* [WHAT IS BEING ASKED]
Return the records in full, exactly as given.

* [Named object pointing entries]

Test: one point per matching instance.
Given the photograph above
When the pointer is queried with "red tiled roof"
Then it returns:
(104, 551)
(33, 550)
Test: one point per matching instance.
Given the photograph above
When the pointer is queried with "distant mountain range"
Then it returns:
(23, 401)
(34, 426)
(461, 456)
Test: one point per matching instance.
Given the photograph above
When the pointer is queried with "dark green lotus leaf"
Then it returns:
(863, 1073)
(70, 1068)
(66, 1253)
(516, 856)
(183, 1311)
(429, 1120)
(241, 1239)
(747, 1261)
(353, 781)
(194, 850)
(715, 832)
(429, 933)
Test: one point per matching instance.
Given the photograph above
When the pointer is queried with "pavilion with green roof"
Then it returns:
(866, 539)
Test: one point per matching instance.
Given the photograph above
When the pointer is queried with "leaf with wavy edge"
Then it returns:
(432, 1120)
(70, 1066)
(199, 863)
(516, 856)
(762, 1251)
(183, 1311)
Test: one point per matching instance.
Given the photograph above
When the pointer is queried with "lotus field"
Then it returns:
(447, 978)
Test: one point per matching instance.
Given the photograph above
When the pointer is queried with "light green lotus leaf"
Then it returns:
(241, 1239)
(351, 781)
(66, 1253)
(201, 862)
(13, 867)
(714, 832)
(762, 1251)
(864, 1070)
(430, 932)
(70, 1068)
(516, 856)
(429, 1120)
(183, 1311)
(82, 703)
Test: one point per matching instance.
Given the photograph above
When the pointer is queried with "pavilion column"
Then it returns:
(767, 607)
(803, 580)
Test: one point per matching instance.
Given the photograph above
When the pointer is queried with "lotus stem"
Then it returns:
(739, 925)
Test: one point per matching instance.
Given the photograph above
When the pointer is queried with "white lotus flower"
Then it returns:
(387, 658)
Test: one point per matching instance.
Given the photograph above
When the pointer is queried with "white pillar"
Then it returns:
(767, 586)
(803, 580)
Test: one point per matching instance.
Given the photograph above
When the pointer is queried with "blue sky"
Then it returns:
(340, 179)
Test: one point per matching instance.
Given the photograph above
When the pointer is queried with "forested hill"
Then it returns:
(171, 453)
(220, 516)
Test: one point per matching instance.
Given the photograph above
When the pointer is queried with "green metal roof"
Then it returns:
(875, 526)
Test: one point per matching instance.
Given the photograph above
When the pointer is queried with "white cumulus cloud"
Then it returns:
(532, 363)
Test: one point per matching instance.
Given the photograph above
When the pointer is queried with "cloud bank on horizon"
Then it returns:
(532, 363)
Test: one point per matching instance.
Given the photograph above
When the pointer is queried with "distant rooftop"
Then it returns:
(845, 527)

* [TASK RESPONSE]
Test: one point per matching instance.
Given the photograph above
When the pointer is queried with "red tiled roof"
Then it returns:
(104, 551)
(33, 550)
Test: one point per matching instance.
Given the photograph above
When the pointer is queried with "distant mountain range"
Then it returns:
(23, 401)
(34, 426)
(461, 456)
Test: one point per matching instance.
Given the photograph above
When the pointer is queried with "dark green lotus leaf"
Then it returns:
(863, 1073)
(70, 1068)
(66, 1253)
(516, 856)
(183, 1311)
(429, 1120)
(241, 1239)
(747, 1261)
(353, 781)
(194, 850)
(715, 832)
(429, 933)
Test: one point per matching instance.
Given the photograph above
When the pointer is queried with "pavilion with green roof"
Then it returns:
(866, 539)
Test: one point per matching instance.
Given the photograph above
When the pointer is queried with "leaf with wavy edge"
Then it returns:
(432, 1120)
(70, 1066)
(199, 863)
(516, 856)
(762, 1251)
(183, 1311)
Test: one point per matching instance.
Given the photograph above
When the pointer is queried with "lotus field"
Then it returns:
(447, 978)
Test: one point per matching instance.
Given the photograph above
When the pointer is queried with "light green lotus leaf"
Then it returns:
(241, 1239)
(351, 781)
(66, 1253)
(201, 862)
(13, 867)
(714, 832)
(762, 1251)
(864, 1070)
(430, 932)
(70, 1068)
(516, 856)
(429, 1120)
(183, 1311)
(82, 703)
Test: one point per matching instance.
Given the photograph above
When the pointer is queried with "pavilion column"
Then it returns:
(767, 607)
(803, 580)
Test: one point per matching instance.
Given the photograph above
When the pointer is queried with "lotus stem"
Then it returns:
(739, 925)
Test: one point per matching instance.
Given the photograph above
When the pointer is queried with "white lotus flower"
Then it returns:
(387, 658)
Test: one point per matching instance.
Given the photograph above
When the pointer is queried with "white pillar"
Then it returns:
(767, 586)
(803, 580)
Test: one point per matching instance.
Given the photograph above
When the pointer is queried with "blue sky"
Then it returns:
(340, 179)
Test: one point per matching instance.
Given the photograph above
When the pointer is queried with "forested hill"
Then it returns:
(171, 453)
(220, 516)
Test: one point per matching instance.
Given the photograph above
When the pointer is queried with "green metal roof"
Then it returns:
(875, 526)
Test: one point per matching instance.
Given the photograph above
When the pointer is queried with "white cumulus cloud"
Then it returns:
(532, 363)
Test: one point per matching instance.
Given the photograph above
When the pointer is queried with "cloud bank on horizon"
Then it returns:
(532, 363)
Test: one point per matching instance.
Given the photograph above
When the pointer is queried with "distant rooftop"
Then it returns:
(845, 527)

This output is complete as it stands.